Copy out the lines below without changing a character, starting at the line containing "Draw the outline of every instance of the black" and ending at the line containing "484], [1007, 465]]", with both of those lines included.
┌─ DATA ROWS
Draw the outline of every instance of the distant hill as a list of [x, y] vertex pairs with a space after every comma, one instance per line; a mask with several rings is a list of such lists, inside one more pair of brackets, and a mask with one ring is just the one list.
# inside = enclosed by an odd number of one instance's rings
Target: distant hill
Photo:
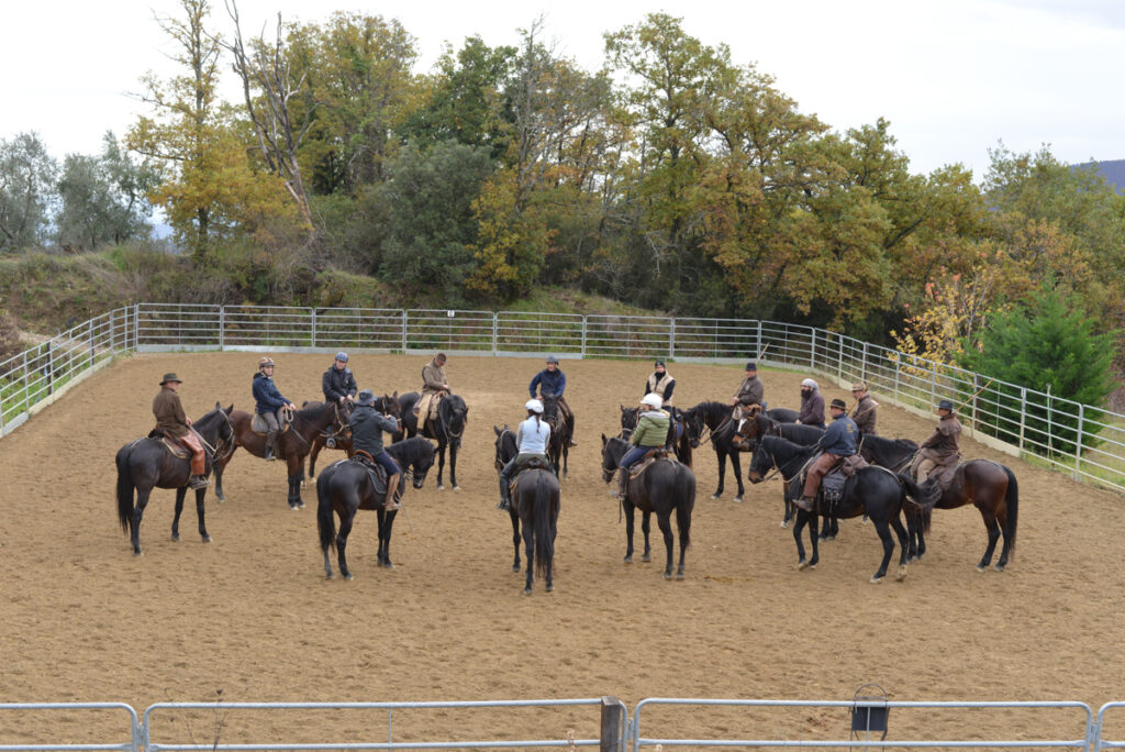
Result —
[[[1076, 164], [1076, 168], [1090, 167], [1092, 162]], [[1098, 162], [1098, 171], [1105, 176], [1106, 182], [1117, 189], [1118, 194], [1125, 193], [1125, 159]]]

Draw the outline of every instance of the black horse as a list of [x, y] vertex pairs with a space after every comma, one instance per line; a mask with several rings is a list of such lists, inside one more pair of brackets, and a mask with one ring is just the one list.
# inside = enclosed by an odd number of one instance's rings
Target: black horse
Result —
[[[519, 454], [515, 446], [515, 432], [505, 426], [503, 429], [493, 426], [496, 432], [496, 471]], [[547, 580], [547, 592], [555, 590], [551, 579], [551, 567], [555, 561], [555, 535], [558, 528], [559, 504], [562, 491], [559, 481], [550, 469], [528, 468], [516, 476], [515, 493], [512, 494], [512, 546], [515, 548], [515, 561], [512, 571], [520, 571], [520, 522], [523, 522], [523, 544], [528, 554], [528, 573], [523, 592], [531, 594], [533, 581], [531, 562], [534, 558], [534, 573]]]
[[991, 459], [971, 459], [957, 465], [953, 480], [945, 490], [936, 481], [927, 481], [920, 486], [907, 484], [911, 499], [922, 502], [924, 509], [916, 516], [910, 528], [911, 549], [916, 558], [926, 553], [933, 505], [936, 509], [956, 509], [972, 503], [981, 513], [988, 532], [988, 547], [976, 564], [979, 572], [988, 570], [992, 563], [996, 544], [1004, 536], [1000, 558], [992, 567], [1004, 572], [1016, 553], [1016, 530], [1019, 522], [1019, 484], [1007, 465]]
[[[790, 492], [800, 494], [801, 471], [814, 453], [816, 449], [812, 447], [802, 447], [781, 437], [763, 437], [750, 459], [750, 482], [760, 483], [766, 473], [776, 467], [791, 489]], [[875, 525], [879, 539], [883, 544], [883, 561], [871, 578], [872, 582], [881, 582], [886, 576], [886, 567], [891, 562], [891, 554], [894, 552], [894, 539], [891, 538], [892, 528], [899, 538], [901, 548], [898, 579], [906, 578], [909, 541], [901, 516], [902, 508], [907, 503], [907, 487], [903, 478], [883, 467], [868, 466], [847, 480], [840, 501], [831, 508], [834, 517], [846, 519], [866, 513]], [[820, 561], [820, 554], [817, 549], [817, 517], [818, 510], [825, 507], [822, 494], [818, 494], [817, 507], [813, 511], [807, 512], [803, 509], [798, 509], [796, 525], [793, 526], [793, 539], [796, 541], [798, 569], [800, 570], [814, 567]], [[812, 540], [811, 559], [806, 558], [804, 546], [801, 544], [801, 530], [806, 525], [809, 525]]]
[[[191, 424], [202, 440], [206, 455], [205, 475], [210, 475], [215, 456], [223, 456], [233, 441], [231, 411], [234, 405], [223, 409], [217, 402], [215, 409]], [[141, 554], [141, 518], [148, 504], [148, 495], [154, 487], [176, 489], [176, 517], [172, 518], [172, 540], [180, 539], [180, 513], [183, 498], [188, 492], [191, 463], [188, 458], [174, 456], [159, 438], [129, 441], [117, 450], [117, 518], [122, 530], [129, 535], [133, 553]], [[136, 505], [133, 494], [136, 492]], [[210, 543], [204, 525], [204, 496], [207, 489], [196, 489], [196, 513], [199, 516], [199, 535], [204, 543]]]
[[[433, 466], [436, 450], [429, 440], [414, 437], [392, 444], [387, 454], [395, 458], [403, 468], [403, 481], [413, 478], [414, 487], [421, 489], [425, 475]], [[384, 478], [386, 482], [386, 478]], [[324, 574], [332, 579], [332, 564], [328, 561], [328, 548], [334, 546], [340, 564], [340, 573], [344, 580], [351, 580], [344, 549], [348, 547], [348, 535], [351, 532], [356, 512], [361, 509], [374, 509], [379, 516], [379, 566], [394, 569], [390, 563], [390, 530], [395, 525], [398, 510], [382, 509], [385, 496], [377, 494], [371, 474], [358, 460], [341, 459], [324, 468], [316, 480], [316, 528], [321, 534], [321, 550], [324, 553]], [[336, 532], [335, 518], [340, 516], [340, 532]]]
[[[621, 408], [621, 438], [628, 439], [633, 430], [637, 428], [637, 422], [640, 420], [640, 408]], [[702, 433], [701, 427], [698, 427], [692, 431], [687, 421], [686, 411], [680, 408], [668, 408], [668, 414], [672, 417], [672, 423], [668, 427], [668, 441], [665, 448], [668, 451], [676, 453], [676, 459], [678, 459], [684, 465], [688, 467], [692, 466], [692, 449], [700, 445], [700, 436]]]
[[[621, 458], [629, 450], [630, 444], [624, 439], [605, 438], [602, 435], [602, 477], [606, 483], [613, 480]], [[680, 528], [680, 565], [676, 567], [676, 579], [684, 579], [684, 554], [691, 543], [692, 509], [695, 507], [695, 475], [691, 468], [662, 457], [649, 465], [644, 474], [630, 478], [626, 499], [621, 501], [626, 510], [626, 535], [629, 545], [626, 548], [626, 564], [632, 562], [633, 509], [645, 513], [641, 530], [645, 532], [645, 554], [641, 561], [651, 558], [649, 547], [649, 516], [656, 512], [660, 532], [664, 534], [664, 547], [667, 557], [664, 566], [664, 579], [672, 579], [672, 510], [676, 511], [676, 527]]]
[[[559, 477], [566, 477], [567, 458], [570, 454], [570, 424], [559, 410], [559, 399], [550, 395], [542, 397], [543, 420], [551, 427], [551, 435], [547, 439], [547, 458], [559, 473]], [[560, 464], [561, 463], [561, 464]]]
[[449, 482], [453, 485], [453, 491], [460, 491], [460, 486], [457, 485], [457, 453], [461, 448], [461, 436], [465, 433], [465, 424], [468, 422], [469, 409], [465, 404], [465, 400], [456, 394], [448, 394], [438, 404], [438, 420], [425, 421], [423, 430], [418, 431], [418, 417], [414, 414], [414, 405], [417, 404], [420, 396], [417, 392], [398, 395], [398, 404], [403, 411], [403, 430], [395, 433], [395, 441], [402, 440], [403, 436], [421, 433], [438, 442], [439, 491], [446, 490], [441, 482], [441, 473], [446, 468], [446, 447], [448, 446]]

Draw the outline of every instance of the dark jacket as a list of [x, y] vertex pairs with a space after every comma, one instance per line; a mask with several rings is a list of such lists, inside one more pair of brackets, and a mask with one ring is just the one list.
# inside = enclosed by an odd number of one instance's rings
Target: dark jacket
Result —
[[188, 435], [188, 417], [183, 414], [180, 395], [169, 388], [161, 388], [152, 401], [152, 414], [156, 417], [156, 428], [169, 436], [180, 438]]
[[285, 408], [292, 402], [292, 400], [281, 396], [278, 387], [273, 385], [273, 379], [262, 371], [254, 374], [253, 385], [254, 403], [259, 415], [277, 412], [279, 408]]
[[359, 392], [351, 368], [344, 366], [343, 369], [338, 369], [334, 364], [328, 366], [324, 376], [321, 377], [321, 390], [324, 392], [324, 399], [328, 402], [339, 402], [340, 397], [345, 396], [354, 397], [356, 393]]
[[398, 423], [379, 413], [371, 405], [357, 405], [348, 427], [352, 430], [352, 448], [366, 451], [372, 458], [384, 453], [382, 432], [394, 433]]
[[860, 429], [855, 427], [855, 421], [847, 415], [840, 415], [825, 429], [825, 435], [820, 437], [817, 447], [830, 455], [850, 457], [855, 454], [855, 441], [858, 436]]
[[536, 374], [536, 377], [531, 379], [531, 384], [528, 385], [531, 396], [536, 396], [537, 386], [544, 397], [560, 397], [562, 396], [562, 392], [566, 391], [566, 375], [558, 368], [555, 369], [554, 374], [543, 368]]

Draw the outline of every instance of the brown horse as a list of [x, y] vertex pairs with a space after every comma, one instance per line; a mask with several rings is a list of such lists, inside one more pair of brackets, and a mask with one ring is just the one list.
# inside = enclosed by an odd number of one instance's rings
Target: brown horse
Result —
└─
> _TASK SOLUTION_
Draw the outline of every instance of the black horse as a list of [x, y] vertex pairs with a space after every comma, one instance per line; a mask with several rings is a list of such lists, inside one more pair of brackets, and a mask with one ring is just the one list.
# inside = enclosed by an odd number of one instance's rings
Target: black horse
Result —
[[[519, 454], [515, 446], [515, 432], [505, 426], [503, 429], [493, 426], [496, 432], [496, 471]], [[547, 580], [547, 592], [555, 590], [551, 579], [551, 567], [555, 561], [555, 535], [558, 528], [559, 504], [562, 491], [559, 481], [550, 469], [528, 468], [516, 476], [515, 493], [512, 494], [512, 546], [515, 548], [515, 561], [512, 571], [520, 571], [520, 522], [523, 522], [523, 544], [528, 554], [528, 573], [523, 592], [531, 594], [533, 581], [531, 562], [534, 558], [534, 573]]]
[[991, 459], [971, 459], [957, 465], [953, 480], [945, 490], [936, 481], [927, 481], [920, 486], [907, 484], [911, 499], [922, 502], [924, 509], [916, 516], [910, 528], [911, 549], [916, 558], [926, 553], [933, 505], [936, 509], [956, 509], [972, 503], [981, 513], [988, 532], [988, 547], [976, 564], [979, 572], [988, 570], [992, 563], [996, 544], [1004, 536], [1000, 558], [992, 567], [1004, 572], [1016, 553], [1016, 530], [1019, 522], [1019, 484], [1007, 465]]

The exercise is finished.